== Фрагмент текста ==
↓↓↓

Зимой он жил в московской квартире, а летом перебирался на нашу дачу, где практически постоянно проводили три-четыре месяца Маришины родители и ее сестра с детьми. (Вернее, Маришины родители с детьми сестры, что сильно ближе к истине). Так же, как у нас в семье, он быстренько сориентировался и держался в основном около Маришиной мамы, женщины душевной и очень доброй, которая ему явно симпатизировала. И он ей платил той же монетой. Сначала его на ночь забирали домой и закрывали дверь, но как-то он умудрился спрятаться и появился только утром, довольный и сытый. И, с нашего согласия, так как это же была – Ответственность, получил свободу для ночных похождений.
Действительно оказался отличным охотником, причем очень любил хвастаться добычей. Обожал театральные эффекты: притаскивал слегка придавленную мышку, чтобы на глазах зрителей устраивать представление «я великий охотник». Сначала отпускал ее и делал вид, что задремал и, вообще, она его больше не интересует. Он проделывал этот трюк постоянно с одинаковой концовкой, неожиданно резко ожить и в высоком прыжке упасть на нее и уже придушенную добычу отнести на колени к избранному зрителю (как правило, к хозяйке). Получал похвалу и потом съедал практически целиком. Та же участь ждала кротов и землероек. К сожалению, доставалась и несъедобным ящерицам с лягушками.
В углу дачи я оборудовал «экологический уголок»: притащил старый пень и кучу хвороста из леса, мох оттуда же, дополнив с одной стороны песчано-каменной горкой. И все это огородил сеткой. Чтобы никому, кроме его обитателей туда доступа не было.
На «Птичке», куда ездил за кормом для квакш, я покупал иногда ящериц оптом (их привозили для змей и варанов) и всех выпускал туда же. Помню однажды трехлитровую банку этих пресмыкающихся, привезенных со Ставрополья купил – там их было штук двадцать. Как они, бедолаги, жадно пили воду и заглатывали личинок. Видно, очень несладко было им в этой банке путешествовать неизвестно сколько времени.
Еще я пару живородящих купил – хотел в террариуме за ними понаблюдать. Но меня опередили: дедушка распорядился по-другому и их «до кучи» в мой экологический уголок отправил. Да и местных – прытких на участке хватало. Бывшие хозяева на дачу до нас несколько лет почти не приезжали – вот и развелась тут всякая живность.
А еще я выкопал маленький прудик и засадил его всякими водными растениями. В нем водились местные прудовые и остромордые лягушки, а также принесенные мной тритоны, в том числе гребенчатые, и лягушки иных пород, прикупленные все на той же «Птичке», включая краснобрюхую жерлянку и чесночницу.

↑↑↑

== Задания к упражнению ==
1. Переведите, пожалуйста, на английский язык это предложение из рассказа о даче: «Действительно оказался отличным охотником, причем очень любил хвастаться добычей».
2. Продолжите рассказ о даче с того места, где заканчивается фрагмент.

== Строки данных ==
↓↓↓

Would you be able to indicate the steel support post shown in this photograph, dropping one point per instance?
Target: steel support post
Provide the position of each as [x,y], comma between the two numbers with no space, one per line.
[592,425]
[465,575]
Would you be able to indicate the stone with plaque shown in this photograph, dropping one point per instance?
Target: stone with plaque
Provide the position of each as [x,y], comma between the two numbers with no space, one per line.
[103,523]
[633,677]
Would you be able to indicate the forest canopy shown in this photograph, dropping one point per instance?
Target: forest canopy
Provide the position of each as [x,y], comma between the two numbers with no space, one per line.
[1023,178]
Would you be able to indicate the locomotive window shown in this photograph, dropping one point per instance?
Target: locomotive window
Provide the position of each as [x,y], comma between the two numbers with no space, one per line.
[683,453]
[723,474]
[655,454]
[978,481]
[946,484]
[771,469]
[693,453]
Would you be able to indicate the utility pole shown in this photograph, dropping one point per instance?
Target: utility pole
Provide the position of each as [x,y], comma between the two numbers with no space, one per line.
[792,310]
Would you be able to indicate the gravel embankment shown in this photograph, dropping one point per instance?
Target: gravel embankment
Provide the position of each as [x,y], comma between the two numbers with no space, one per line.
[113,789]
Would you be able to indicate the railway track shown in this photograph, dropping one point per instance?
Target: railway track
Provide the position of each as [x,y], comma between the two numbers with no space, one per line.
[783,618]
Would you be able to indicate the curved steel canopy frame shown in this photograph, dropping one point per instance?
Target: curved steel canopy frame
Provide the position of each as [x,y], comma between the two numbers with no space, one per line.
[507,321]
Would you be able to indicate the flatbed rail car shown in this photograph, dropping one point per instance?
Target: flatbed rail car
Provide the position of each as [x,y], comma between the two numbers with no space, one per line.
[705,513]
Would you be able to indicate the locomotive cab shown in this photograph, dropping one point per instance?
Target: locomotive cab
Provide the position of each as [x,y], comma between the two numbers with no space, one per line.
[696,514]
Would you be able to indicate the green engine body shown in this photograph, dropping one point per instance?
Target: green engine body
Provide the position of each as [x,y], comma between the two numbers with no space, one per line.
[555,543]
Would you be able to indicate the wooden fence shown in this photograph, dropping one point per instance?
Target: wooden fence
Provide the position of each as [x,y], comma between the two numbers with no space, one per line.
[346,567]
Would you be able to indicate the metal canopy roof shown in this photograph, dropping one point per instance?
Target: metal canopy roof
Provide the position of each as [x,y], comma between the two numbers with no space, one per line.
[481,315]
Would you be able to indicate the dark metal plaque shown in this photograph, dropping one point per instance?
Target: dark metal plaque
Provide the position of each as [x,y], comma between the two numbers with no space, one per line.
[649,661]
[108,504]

↑↑↑

== Ответы к заданиям ==
1. He really did turn out to be an excellent hunter, and he very much loved to show off his catch.

2.
Даже квакш пытался на участке развести, но дальневосточных не удалось достать, а украинские из-за разницы в климате так и не прижились. Мой киевский двоюродный брательник Дима пару раз передавал мне поездом такие говорливые посылочки. Вот ведь «квакши обыкновенные» называются, а какие симпатяги.
Но с появлением на участке охотника Гуннара всем им тяжело пришлось. За его пределы кот не выходил, и дело было не в кирпичном высоком псевдо кремлевском заборе. Местные кошачьи без труда находили пути для нанесения ему визитов, используя деревья и соседние крыши сараев. Не знаю, как он разбирался с кошками (по-моему, отношения с ними у него были сведены к пренебрежительному игнору), а вот битвы с наглыми визитерами начались сразу. Без малейших раздумий. Спуска Гуня не давал никому, но, выгнав непрошенного гостя, успокаивался и дальше их не преследовал, только защищал свою территорию. Причем, ее не метил: ни в квартире, ни в дачном доме не было никаких проблем с запахами. Подобной манеры поведения он придерживался и в других загородных местах.
В Ильинском, куда мы его однажды взяли с собой (постоянно нельзя было – Лехина аллергия), я наблюдал интересную картину. На перилах балкона первого этажа сидит, вернее, полулежит наш кот и туманно смотрел вдаль. Под балконом, всего в полутора метрах от Гуни, на травке сидит местная кошка и заинтересованно, по крайней мере, пристально смотрит на него. Иногда она делает всякие заманивающие движения, даже на спину валится и выдает целую серию призывных звуков. Кот непреклонен как мраморное изваяние. Неделю мы с ним жили – и неделю одна и та же картина. Наверное, он в душе был кошко-ненавистник, нравилось ему над ней издеваться. Дом был большой, и мест для сидения было много, совершенно не обязательно было позировать на перилах этого балкона перед бедной барышней.
Весной он жил у нас в Москве, но не вопил и совершенно не рвался на кошачьи разборки, хотя был не кастрированный. Где-то я прочитал, что иногда так бывает. Кот всю свою любовь переносит на хозяйку, и никакие кошки ему становятся не интересны. Однако не верил, что такое возможно. А вот в случае с Гуней убедился, что действительно так бывает! А потом вспомнил и про последнего маминого Котю. Тот, правда, пакости в квартире творил, но исключительно избирательно, только по отношению к своим недругам, а на кошек тоже не реагировал.